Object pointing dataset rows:

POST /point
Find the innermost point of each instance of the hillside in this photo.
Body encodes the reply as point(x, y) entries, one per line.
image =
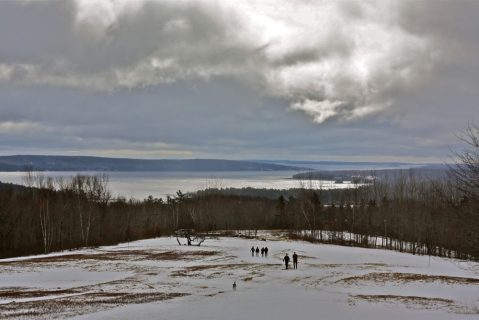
point(82, 163)
point(157, 279)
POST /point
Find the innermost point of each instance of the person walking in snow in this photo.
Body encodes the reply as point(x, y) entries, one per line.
point(286, 261)
point(295, 261)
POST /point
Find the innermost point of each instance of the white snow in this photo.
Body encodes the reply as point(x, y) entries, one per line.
point(332, 282)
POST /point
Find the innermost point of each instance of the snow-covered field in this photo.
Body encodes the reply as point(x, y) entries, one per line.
point(157, 279)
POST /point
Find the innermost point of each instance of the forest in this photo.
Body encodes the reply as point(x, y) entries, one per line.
point(404, 212)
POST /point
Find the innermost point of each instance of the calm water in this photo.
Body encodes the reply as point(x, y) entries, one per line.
point(160, 184)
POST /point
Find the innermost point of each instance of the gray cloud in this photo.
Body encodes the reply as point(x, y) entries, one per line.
point(249, 79)
point(332, 60)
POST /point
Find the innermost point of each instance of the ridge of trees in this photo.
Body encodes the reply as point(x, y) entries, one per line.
point(406, 212)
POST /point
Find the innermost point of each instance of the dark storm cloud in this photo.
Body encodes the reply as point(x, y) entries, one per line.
point(208, 78)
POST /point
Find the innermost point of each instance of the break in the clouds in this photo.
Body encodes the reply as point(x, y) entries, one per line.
point(329, 59)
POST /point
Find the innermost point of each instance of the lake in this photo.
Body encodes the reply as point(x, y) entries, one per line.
point(140, 185)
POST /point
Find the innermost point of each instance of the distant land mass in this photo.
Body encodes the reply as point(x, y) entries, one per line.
point(427, 171)
point(85, 163)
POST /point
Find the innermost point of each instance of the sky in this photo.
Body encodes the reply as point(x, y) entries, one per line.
point(252, 79)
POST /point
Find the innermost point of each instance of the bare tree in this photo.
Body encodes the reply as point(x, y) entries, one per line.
point(466, 167)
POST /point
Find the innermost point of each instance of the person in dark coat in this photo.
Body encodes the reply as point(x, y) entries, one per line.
point(286, 261)
point(295, 261)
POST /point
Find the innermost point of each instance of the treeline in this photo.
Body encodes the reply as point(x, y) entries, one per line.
point(406, 213)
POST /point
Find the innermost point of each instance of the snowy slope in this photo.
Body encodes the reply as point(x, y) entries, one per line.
point(157, 279)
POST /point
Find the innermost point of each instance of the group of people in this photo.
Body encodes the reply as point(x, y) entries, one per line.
point(286, 259)
point(264, 251)
point(295, 261)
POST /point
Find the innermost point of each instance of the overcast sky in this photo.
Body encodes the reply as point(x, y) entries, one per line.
point(261, 79)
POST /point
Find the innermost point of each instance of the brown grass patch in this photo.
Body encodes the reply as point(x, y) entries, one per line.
point(120, 255)
point(79, 304)
point(408, 300)
point(408, 277)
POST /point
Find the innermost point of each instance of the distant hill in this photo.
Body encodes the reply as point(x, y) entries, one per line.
point(430, 171)
point(81, 163)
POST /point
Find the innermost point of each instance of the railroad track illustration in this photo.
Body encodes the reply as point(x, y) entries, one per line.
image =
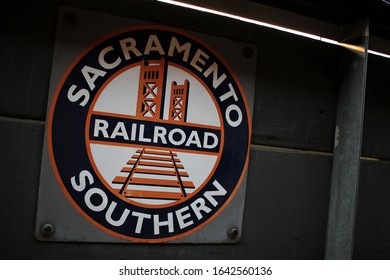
point(154, 174)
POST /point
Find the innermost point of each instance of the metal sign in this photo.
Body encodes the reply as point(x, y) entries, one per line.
point(148, 134)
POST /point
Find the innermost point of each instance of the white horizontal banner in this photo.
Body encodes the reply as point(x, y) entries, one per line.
point(200, 269)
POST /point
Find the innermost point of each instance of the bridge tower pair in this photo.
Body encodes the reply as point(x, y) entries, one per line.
point(151, 93)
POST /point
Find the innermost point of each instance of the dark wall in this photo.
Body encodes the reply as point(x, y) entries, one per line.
point(293, 129)
point(373, 212)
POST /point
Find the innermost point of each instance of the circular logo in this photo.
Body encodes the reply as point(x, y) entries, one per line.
point(149, 134)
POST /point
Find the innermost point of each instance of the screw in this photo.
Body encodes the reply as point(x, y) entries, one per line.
point(233, 232)
point(47, 229)
point(70, 19)
point(247, 52)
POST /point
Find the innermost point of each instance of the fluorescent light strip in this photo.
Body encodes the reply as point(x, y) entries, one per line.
point(268, 25)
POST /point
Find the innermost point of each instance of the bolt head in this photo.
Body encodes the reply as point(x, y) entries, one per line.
point(233, 232)
point(47, 229)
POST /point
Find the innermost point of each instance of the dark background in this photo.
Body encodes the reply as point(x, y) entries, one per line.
point(297, 85)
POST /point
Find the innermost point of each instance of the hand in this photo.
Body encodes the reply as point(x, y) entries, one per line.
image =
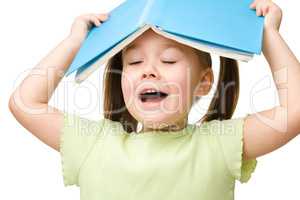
point(272, 13)
point(83, 23)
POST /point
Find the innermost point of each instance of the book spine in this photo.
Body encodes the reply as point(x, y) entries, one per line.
point(145, 13)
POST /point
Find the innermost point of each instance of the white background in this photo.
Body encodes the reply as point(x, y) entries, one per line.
point(31, 170)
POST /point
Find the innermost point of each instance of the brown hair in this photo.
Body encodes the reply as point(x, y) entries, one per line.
point(221, 107)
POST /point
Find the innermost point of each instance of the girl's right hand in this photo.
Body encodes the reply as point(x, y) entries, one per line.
point(83, 23)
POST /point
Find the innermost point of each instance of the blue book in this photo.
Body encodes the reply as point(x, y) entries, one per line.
point(228, 28)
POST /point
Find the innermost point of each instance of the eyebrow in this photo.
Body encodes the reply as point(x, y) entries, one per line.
point(166, 45)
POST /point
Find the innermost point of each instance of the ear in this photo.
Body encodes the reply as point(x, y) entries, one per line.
point(205, 83)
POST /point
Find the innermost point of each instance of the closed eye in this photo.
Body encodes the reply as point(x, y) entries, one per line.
point(167, 62)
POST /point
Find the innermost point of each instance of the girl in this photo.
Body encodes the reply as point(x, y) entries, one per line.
point(144, 148)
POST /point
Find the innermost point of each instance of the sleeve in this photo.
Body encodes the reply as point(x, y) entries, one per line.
point(77, 137)
point(231, 141)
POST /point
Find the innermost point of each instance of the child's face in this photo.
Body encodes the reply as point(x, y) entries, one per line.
point(145, 67)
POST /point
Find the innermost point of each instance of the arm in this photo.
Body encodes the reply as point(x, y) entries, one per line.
point(268, 130)
point(29, 102)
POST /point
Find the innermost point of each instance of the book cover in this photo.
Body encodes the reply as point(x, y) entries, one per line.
point(220, 24)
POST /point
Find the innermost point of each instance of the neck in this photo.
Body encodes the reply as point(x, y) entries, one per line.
point(176, 126)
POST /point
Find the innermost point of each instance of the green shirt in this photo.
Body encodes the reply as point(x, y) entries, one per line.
point(197, 162)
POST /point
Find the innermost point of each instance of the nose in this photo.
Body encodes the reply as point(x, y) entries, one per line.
point(150, 72)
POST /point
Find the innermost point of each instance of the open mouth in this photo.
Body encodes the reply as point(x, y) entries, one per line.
point(151, 95)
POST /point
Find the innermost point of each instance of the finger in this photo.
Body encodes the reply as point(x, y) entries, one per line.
point(95, 20)
point(258, 10)
point(253, 4)
point(102, 16)
point(265, 11)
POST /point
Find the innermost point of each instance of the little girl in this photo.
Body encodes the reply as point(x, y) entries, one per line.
point(144, 148)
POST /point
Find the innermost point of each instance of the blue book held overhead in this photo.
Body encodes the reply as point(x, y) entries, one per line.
point(228, 28)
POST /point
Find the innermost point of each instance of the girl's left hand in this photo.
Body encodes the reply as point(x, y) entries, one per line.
point(271, 12)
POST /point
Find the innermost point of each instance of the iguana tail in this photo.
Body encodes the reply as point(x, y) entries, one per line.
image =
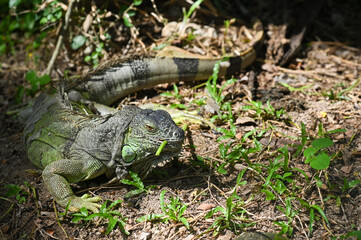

What needs to be done »
Return every line of the listing above that contains the string "girl". Matching is case-sensitive.

Response to this task »
Find the innermost point of each instance of the girl's right hand in this photo.
Find the innermost point of each instance of the girl in this photo.
Find the innermost point of each instance of the little girl in this photo.
Find the innermost point of each instance of the girl's left hand in this photo.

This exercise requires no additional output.